__GIVEN TASK 1__.
List every geographic place that the gardening thread below mentions by name.
[begin DOCUMENT TEXT]
Do you think it’s too late in the year to plant that autumn joy sedum? I googled it. That looks beautiful.
Hey, guys, thanks. Lots of good ideas here. I realize that I am probably starting too late in the year to grow things from seeds.
I did plant a freesia bulb, or I guess it was a bunch of them. Someone told me they were super easy. Well, it never did anything. I…keep…watering it. I think I’ve killed it. So frustrating. I am really not good at this at all.
All my mother does with hers is put a sheet of transparent plastic (the kind used for greenhouses in the Sea of Plastic) over the plants during the winter, and stop watering until the plastic is removed. I only water occasionally (very occasionally) and the geraniums are perfectly happy; that’s in a location which can see snowfalls in August.
In college my window had these pink ones with small flowers, called Gitanilla, which are climbers: since they had no trellis, they fell down to cover my neighbor’s window instead. I apologized when I saw that but she pointed out that her view behind the flowers was of a red brick wall: the flowers were much prettier. This was in Barcelona, where snow falls about once every twenty years: no need to cover the plants at all.
Yeah, I forgot to mention they are quite bug and fungus resistant. I might see an occasional bite taken out of a leaf, but that’s about it.
The name and the being poisonous to bugs were tickling my brain; I checked and yes, four o’clocks are the kind called in Spanish dondiego de noche (Don Diego by night). In Spain they’re sometimes combined with dondiego de día (Don Diego by day), which looks similar and needs similar care but closes and opens in opposite patterns. The scientific name of this other plant is Ipomoea Purpurea.
I never realized that was a type of rose. They truly get everywhere, though.
You won’t be able to buy them again (as plants, that is, from seeds they’re not very easy) until the fall when the icicle type that survives over winter is sold, but pansies are pretty easy. I bought bunches about seven or eight weeks ago, and due to difficulty finding enough plants in the two colors I wanted inadvertently ended up keeping some of the poor things in the basement almost two weeks, watering them 3-4 times a week while they languished in the dark. I planted them in three big plastic tubs, dead-headed them, and put them out on the deck. I haven’t touched them since - not even watering them - and they’re thriving.
This thread has inspired me to plant a row of flowers along my mom’s back fence. Using a location visible from her dining table.
Too late this year. This needs to be done after the last frost in mid March.
The Plan is to strip off the grass on a 2ft wide x 6 ft area. Lightly rake out the dirt to break it up. Scratch in Marigold seed nearest the fence and scratch in a row of Cosmos at the front.
Once established, it should reseed and grow every Spring for years to come.
I haven’t tried Cosmos before. But several articles say it’s almost like a weed and is prolific.
No, you can plant perennials all summer long! They will be happier planted in the spring or fall, but Denver doesn’t really have those anyway. 
If you can find an Autumn Joy (or three), go ahead and plant them. Yarrow and creeping thyme will also do well in hot areas with crappy soil (do go ahead and dump the occasional bag of compost there, though. It’ll help.)
[end DOCUMENT TEXT]
[begin EXTRACTED INFORMATION]
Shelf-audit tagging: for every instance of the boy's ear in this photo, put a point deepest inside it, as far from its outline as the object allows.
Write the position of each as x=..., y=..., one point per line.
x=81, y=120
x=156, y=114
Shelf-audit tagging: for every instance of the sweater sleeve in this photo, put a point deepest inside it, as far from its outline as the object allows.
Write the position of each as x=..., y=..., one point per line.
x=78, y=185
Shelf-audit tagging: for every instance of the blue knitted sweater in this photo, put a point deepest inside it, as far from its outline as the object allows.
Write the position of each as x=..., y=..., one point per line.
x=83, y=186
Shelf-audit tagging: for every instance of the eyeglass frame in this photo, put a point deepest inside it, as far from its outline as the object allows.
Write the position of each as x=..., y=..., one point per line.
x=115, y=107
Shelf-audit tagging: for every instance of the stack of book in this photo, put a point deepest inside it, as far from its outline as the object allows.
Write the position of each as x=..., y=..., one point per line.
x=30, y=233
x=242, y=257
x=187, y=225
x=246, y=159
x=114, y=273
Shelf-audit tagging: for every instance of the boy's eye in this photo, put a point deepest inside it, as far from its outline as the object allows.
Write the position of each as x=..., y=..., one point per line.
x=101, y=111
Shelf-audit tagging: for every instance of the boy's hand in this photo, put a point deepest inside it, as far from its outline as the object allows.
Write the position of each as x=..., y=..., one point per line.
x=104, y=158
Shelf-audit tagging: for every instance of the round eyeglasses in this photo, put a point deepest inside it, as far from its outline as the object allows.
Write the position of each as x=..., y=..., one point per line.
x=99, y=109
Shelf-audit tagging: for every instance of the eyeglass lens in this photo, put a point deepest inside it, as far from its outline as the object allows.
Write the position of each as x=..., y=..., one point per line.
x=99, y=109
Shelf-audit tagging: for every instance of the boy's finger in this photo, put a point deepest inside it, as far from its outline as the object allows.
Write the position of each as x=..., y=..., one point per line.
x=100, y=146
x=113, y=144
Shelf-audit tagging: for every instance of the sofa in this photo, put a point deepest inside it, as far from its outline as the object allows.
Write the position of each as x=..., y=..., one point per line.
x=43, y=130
[end EXTRACTED INFORMATION]
__GIVEN TASK 2__.
Return each line of the entries above that contains the word "sweater".

__COMPLETE ANSWER 1__.
Sea of Plastic
Barcelona
Spain
Denver

__COMPLETE ANSWER 2__.
Shelf-audit tagging: for every instance of the sweater sleeve in this photo, put a point deepest inside it, as far from its outline as the object allows.
Shelf-audit tagging: for every instance of the blue knitted sweater in this photo, put a point deepest inside it, as far from its outline as the object allows.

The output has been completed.